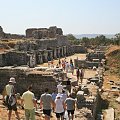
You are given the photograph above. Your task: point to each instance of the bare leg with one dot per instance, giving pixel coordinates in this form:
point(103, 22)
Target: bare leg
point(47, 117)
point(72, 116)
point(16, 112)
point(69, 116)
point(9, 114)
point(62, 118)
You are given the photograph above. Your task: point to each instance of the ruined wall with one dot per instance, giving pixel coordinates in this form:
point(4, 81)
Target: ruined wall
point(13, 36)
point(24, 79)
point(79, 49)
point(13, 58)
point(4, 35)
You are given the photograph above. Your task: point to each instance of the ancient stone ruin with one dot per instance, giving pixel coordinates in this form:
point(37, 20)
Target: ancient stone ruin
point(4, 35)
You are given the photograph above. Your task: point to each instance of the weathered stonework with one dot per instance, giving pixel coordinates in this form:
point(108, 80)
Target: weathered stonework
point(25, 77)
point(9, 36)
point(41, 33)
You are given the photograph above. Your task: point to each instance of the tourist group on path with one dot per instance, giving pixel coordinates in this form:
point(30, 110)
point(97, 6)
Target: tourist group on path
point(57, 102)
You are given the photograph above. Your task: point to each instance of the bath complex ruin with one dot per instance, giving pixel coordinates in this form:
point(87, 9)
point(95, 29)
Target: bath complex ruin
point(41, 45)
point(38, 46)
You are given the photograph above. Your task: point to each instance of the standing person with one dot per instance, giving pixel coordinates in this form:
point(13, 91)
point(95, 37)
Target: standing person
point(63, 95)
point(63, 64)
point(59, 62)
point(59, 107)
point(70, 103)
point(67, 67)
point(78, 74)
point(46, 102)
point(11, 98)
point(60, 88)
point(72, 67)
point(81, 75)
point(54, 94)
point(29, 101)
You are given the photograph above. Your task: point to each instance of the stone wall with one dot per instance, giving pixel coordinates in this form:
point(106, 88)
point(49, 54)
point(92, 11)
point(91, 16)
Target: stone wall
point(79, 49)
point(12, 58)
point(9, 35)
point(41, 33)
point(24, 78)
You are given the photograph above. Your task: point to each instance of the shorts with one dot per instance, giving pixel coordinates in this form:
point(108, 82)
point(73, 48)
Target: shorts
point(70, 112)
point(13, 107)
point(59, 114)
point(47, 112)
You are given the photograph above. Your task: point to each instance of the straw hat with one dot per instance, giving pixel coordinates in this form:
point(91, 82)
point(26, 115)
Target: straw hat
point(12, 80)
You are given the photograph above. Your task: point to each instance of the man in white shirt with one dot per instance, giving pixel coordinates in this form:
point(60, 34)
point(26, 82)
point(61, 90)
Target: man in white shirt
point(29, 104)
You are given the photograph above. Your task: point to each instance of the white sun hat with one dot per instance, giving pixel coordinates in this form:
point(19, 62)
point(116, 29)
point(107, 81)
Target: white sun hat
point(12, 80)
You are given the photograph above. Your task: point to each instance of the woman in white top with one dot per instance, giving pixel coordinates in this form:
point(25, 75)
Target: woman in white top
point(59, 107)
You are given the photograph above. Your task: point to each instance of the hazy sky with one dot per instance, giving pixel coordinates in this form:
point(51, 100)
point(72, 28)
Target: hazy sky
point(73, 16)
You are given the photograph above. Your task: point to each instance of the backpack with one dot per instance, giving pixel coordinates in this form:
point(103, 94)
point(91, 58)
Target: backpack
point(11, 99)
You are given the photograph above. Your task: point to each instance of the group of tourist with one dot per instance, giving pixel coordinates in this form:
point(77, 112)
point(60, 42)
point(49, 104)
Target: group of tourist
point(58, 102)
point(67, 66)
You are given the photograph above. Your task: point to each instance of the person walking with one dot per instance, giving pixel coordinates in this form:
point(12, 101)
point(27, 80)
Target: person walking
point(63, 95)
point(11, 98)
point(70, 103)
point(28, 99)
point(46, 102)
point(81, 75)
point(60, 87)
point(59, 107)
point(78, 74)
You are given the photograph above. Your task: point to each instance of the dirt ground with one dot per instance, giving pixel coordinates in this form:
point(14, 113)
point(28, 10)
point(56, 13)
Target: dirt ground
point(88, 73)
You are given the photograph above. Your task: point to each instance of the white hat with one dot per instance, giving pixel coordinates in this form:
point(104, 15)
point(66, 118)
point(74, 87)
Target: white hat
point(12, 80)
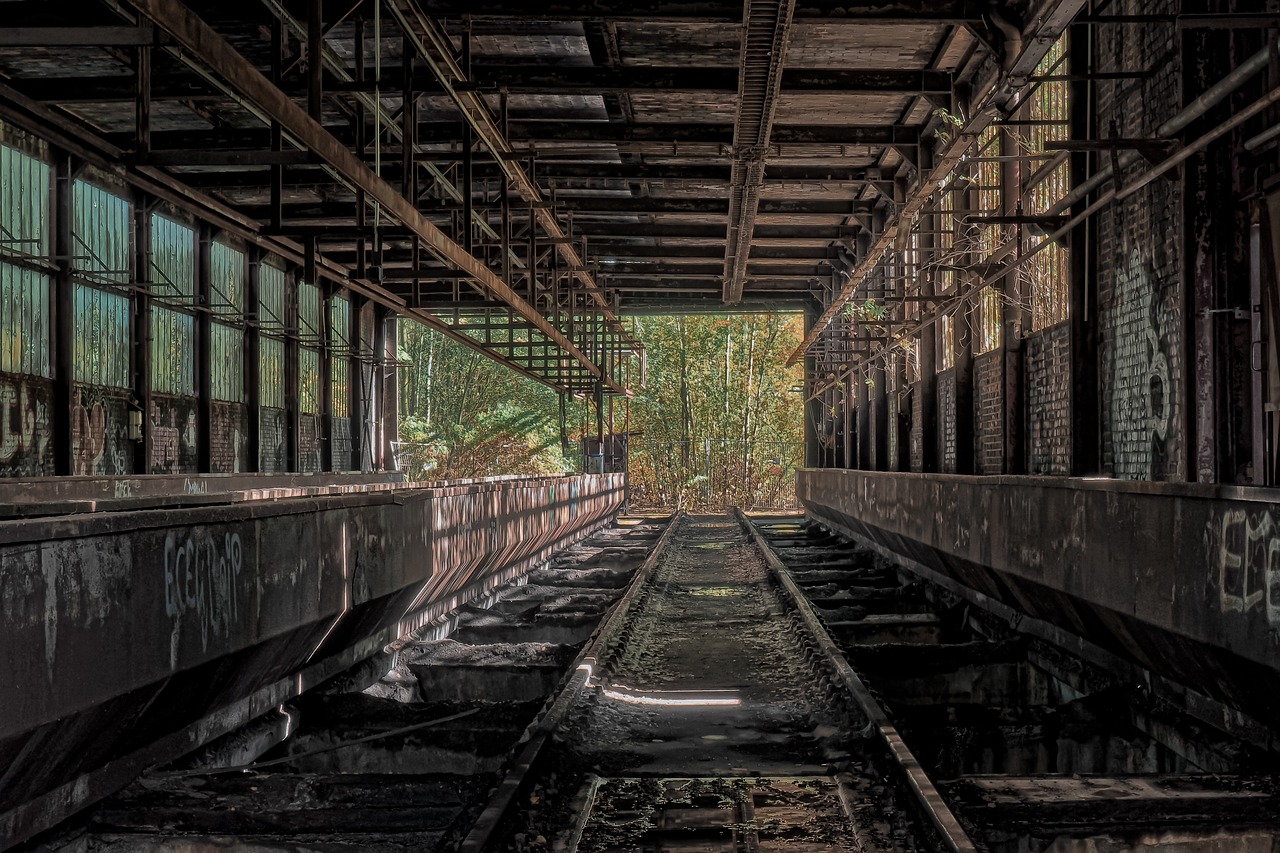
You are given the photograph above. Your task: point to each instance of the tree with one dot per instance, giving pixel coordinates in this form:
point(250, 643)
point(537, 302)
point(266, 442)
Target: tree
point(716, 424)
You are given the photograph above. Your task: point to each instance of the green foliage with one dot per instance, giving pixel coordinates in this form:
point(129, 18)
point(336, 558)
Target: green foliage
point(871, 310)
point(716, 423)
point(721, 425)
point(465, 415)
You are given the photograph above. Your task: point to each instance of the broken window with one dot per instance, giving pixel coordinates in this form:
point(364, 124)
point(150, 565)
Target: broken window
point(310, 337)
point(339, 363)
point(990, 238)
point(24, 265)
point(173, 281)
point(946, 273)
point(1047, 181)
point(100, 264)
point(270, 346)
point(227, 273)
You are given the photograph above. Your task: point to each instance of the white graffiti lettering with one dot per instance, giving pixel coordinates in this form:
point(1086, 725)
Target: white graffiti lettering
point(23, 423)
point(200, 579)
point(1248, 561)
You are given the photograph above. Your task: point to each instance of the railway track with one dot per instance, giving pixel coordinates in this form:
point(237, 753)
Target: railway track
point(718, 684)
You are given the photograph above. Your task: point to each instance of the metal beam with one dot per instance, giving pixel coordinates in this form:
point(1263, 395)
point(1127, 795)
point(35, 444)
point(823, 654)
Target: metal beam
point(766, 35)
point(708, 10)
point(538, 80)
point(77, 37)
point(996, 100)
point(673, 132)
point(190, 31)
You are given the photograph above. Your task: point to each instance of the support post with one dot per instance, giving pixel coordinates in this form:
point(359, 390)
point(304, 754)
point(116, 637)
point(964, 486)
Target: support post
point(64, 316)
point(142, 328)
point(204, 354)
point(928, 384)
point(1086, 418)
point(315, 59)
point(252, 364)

-*-*-

## Task prompt
Lay out every line of the records above as a Markdown table with a Row column for the row number and a Line column for the line, skipping blank lines. Omit the pictures.

## Result of the exercise
| Row | Line |
|---|---|
| 1 | You are given the photograph above. Your task: point to each instance of the bare leg with one dot per instance, giving pixel coordinates in this form: |
| 2 | point(103, 22) |
| 3 | Target: bare leg |
| 4 | point(47, 117) |
| 5 | point(72, 116) |
| 6 | point(16, 112) |
| 7 | point(69, 116) |
| 8 | point(9, 114) |
| 9 | point(62, 118) |
| 10 | You are given the photograph above. Your task: point to each instance of the ruined wall with one dot per instance, giving pixel coordinates in this form: |
| 11 | point(4, 81) |
| 12 | Target: ruined wall |
| 13 | point(13, 36) |
| 14 | point(24, 79) |
| 15 | point(79, 49) |
| 16 | point(13, 58) |
| 17 | point(4, 35) |
| 18 | You are given the photograph above. Your task: point to each instance of the ancient stone ruin with one dot per instance, giving pixel coordinates in this form: |
| 19 | point(37, 20) |
| 20 | Target: ancient stone ruin |
| 21 | point(4, 35) |
| 22 | You are given the photograph above. Your task: point to each instance of the weathered stonework with one dot per instance, giving pixel coordinates in this form: |
| 23 | point(108, 80) |
| 24 | Target: weathered stonework |
| 25 | point(25, 77) |
| 26 | point(9, 36) |
| 27 | point(41, 33) |
| 28 | You are given the photograph above. Your task: point to each instance of the tourist group on path with one dot per instance, giving pixel coordinates in this form: |
| 29 | point(30, 110) |
| 30 | point(97, 6) |
| 31 | Target: tourist group on path |
| 32 | point(57, 102) |
| 33 | You are given the photograph above. Your task: point to each instance of the bath complex ruin with one dot per instance, giving pixel coordinates in this form: |
| 34 | point(87, 9) |
| 35 | point(95, 29) |
| 36 | Target: bath complex ruin |
| 37 | point(41, 45) |
| 38 | point(38, 46) |
| 39 | You are given the photograph above. Your task: point to each instance of the standing person with one dot per instance, giving pixel coordinates in this form: |
| 40 | point(13, 91) |
| 41 | point(95, 37) |
| 42 | Target: standing person |
| 43 | point(63, 95) |
| 44 | point(63, 64) |
| 45 | point(59, 62) |
| 46 | point(59, 107) |
| 47 | point(70, 103) |
| 48 | point(67, 67) |
| 49 | point(78, 74) |
| 50 | point(46, 102) |
| 51 | point(11, 98) |
| 52 | point(60, 88) |
| 53 | point(72, 67) |
| 54 | point(81, 75) |
| 55 | point(54, 94) |
| 56 | point(29, 101) |
| 57 | You are given the photograph above. Your task: point to each instance of the stone wall with one dot per instance, giving pixel coordinates in this form: |
| 58 | point(106, 88) |
| 59 | point(49, 54) |
| 60 | point(92, 11) |
| 61 | point(91, 16) |
| 62 | Target: stone wall |
| 63 | point(79, 49) |
| 64 | point(12, 58) |
| 65 | point(9, 35) |
| 66 | point(41, 33) |
| 67 | point(24, 78) |
| 68 | You are given the photograph above. Your task: point to each instance of the shorts with one dot per instance, giving pixel coordinates in this form: |
| 69 | point(108, 82) |
| 70 | point(73, 48) |
| 71 | Target: shorts |
| 72 | point(70, 112) |
| 73 | point(13, 107) |
| 74 | point(59, 114) |
| 75 | point(47, 112) |
| 76 | You are given the photograph above. Your task: point to each instance of the straw hat with one dot per instance, giving pixel coordinates in this form: |
| 77 | point(91, 82) |
| 78 | point(26, 115) |
| 79 | Target: straw hat |
| 80 | point(12, 80) |
| 81 | You are given the photograph above. Your task: point to each instance of the man in white shirt with one dot per instance, giving pixel coordinates in this form: |
| 82 | point(60, 34) |
| 83 | point(26, 82) |
| 84 | point(61, 90) |
| 85 | Target: man in white shirt |
| 86 | point(29, 104) |
| 87 | You are given the photograph above. Your task: point to each instance of the white sun hat with one dot per instance, giving pixel coordinates in this form: |
| 88 | point(19, 62) |
| 89 | point(116, 29) |
| 90 | point(107, 81) |
| 91 | Target: white sun hat |
| 92 | point(12, 80) |
| 93 | You are given the photograph above. Your task: point to each instance of the woman in white top with one dot per instance, giving pixel coordinates in this form: |
| 94 | point(25, 75) |
| 95 | Target: woman in white top |
| 96 | point(59, 107) |
| 97 | You are given the photograph above. Your task: point to each instance of the hazy sky with one dot per instance, giving pixel coordinates in this form: |
| 98 | point(51, 100) |
| 99 | point(72, 28) |
| 100 | Target: hazy sky |
| 101 | point(73, 16) |
| 102 | You are given the photograph above. Your task: point to each instance of the backpack with one dot per instance, giving pixel coordinates in this form: |
| 103 | point(103, 94) |
| 104 | point(91, 58) |
| 105 | Target: backpack |
| 106 | point(11, 99) |
| 107 | You are given the photograph above. Your task: point to each instance of the group of tourist with one dot per instance, giving pixel coordinates in this form: |
| 108 | point(77, 112) |
| 109 | point(60, 42) |
| 110 | point(49, 104) |
| 111 | Target: group of tourist |
| 112 | point(58, 102) |
| 113 | point(67, 66) |
| 114 | You are given the photograph above. Your task: point to each instance of the person walking with one dot per instance, giving pixel coordinates in this form: |
| 115 | point(12, 101) |
| 116 | point(27, 80) |
| 117 | Target: person walking |
| 118 | point(63, 95) |
| 119 | point(11, 98) |
| 120 | point(70, 103) |
| 121 | point(28, 99) |
| 122 | point(46, 102) |
| 123 | point(81, 75) |
| 124 | point(60, 87) |
| 125 | point(59, 107) |
| 126 | point(78, 74) |
| 127 | You are given the photograph above. Your task: point to each instance of the dirt ground with one dot per instance, giving pixel coordinates in this form: |
| 128 | point(14, 113) |
| 129 | point(28, 10) |
| 130 | point(56, 13) |
| 131 | Target: dirt ground |
| 132 | point(88, 73) |
| 133 | You are given the photograph above. Your task: point to each instance of the white hat with one dot per instance, giving pixel coordinates in this form: |
| 134 | point(104, 15) |
| 135 | point(66, 118) |
| 136 | point(74, 87) |
| 137 | Target: white hat |
| 138 | point(12, 80) |
| 139 | You are given the photograph above. Your task: point to each instance of the tree with one dot per instance, giving pixel coordinates in this form: |
| 140 | point(250, 643) |
| 141 | point(537, 302) |
| 142 | point(266, 442) |
| 143 | Target: tree |
| 144 | point(716, 424) |
| 145 | You are given the photograph above. Your task: point to each instance of the green foliage with one dot per instance, giving pixel coordinates in this form: |
| 146 | point(129, 18) |
| 147 | point(336, 558) |
| 148 | Target: green foliage |
| 149 | point(871, 310) |
| 150 | point(716, 423) |
| 151 | point(721, 425) |
| 152 | point(465, 415) |
| 153 | You are given the photograph above. Your task: point to each instance of the broken window with one dot per instance, giving pixel coordinates in this form: |
| 154 | point(364, 124) |
| 155 | point(150, 565) |
| 156 | Target: broken window |
| 157 | point(310, 337) |
| 158 | point(339, 363) |
| 159 | point(990, 238) |
| 160 | point(24, 265) |
| 161 | point(173, 281) |
| 162 | point(946, 273) |
| 163 | point(1047, 181) |
| 164 | point(100, 264) |
| 165 | point(270, 346) |
| 166 | point(227, 273) |
| 167 | You are given the photograph above. Your task: point to each instance of the white graffiti lettering with one dot per instance, giving pixel coordinates in this form: |
| 168 | point(1086, 725) |
| 169 | Target: white graffiti lettering |
| 170 | point(23, 423) |
| 171 | point(200, 579) |
| 172 | point(1248, 561) |
| 173 | You are given the photograph above. Your task: point to each instance of the railway track with one dot per instance, giving pixel coordinates in this form: |
| 174 | point(237, 753) |
| 175 | Target: railway track |
| 176 | point(718, 684) |
| 177 | You are given the photograph above. Your task: point to each instance of the metal beam with one dot per instance, giving pixel coordinates in this form: |
| 178 | point(1263, 395) |
| 179 | point(1127, 795) |
| 180 | point(35, 444) |
| 181 | point(823, 654) |
| 182 | Target: metal beam |
| 183 | point(766, 35) |
| 184 | point(708, 10) |
| 185 | point(538, 80) |
| 186 | point(77, 37) |
| 187 | point(996, 100) |
| 188 | point(673, 132) |
| 189 | point(190, 31) |
| 190 | You are given the photograph above. Your task: point to each instance of the support post with one dot per instance, giving pixel coordinates in this form: |
| 191 | point(359, 390) |
| 192 | point(304, 754) |
| 193 | point(116, 637) |
| 194 | point(964, 486) |
| 195 | Target: support post |
| 196 | point(64, 316) |
| 197 | point(142, 328) |
| 198 | point(204, 354) |
| 199 | point(928, 384) |
| 200 | point(1086, 418) |
| 201 | point(315, 59) |
| 202 | point(252, 364) |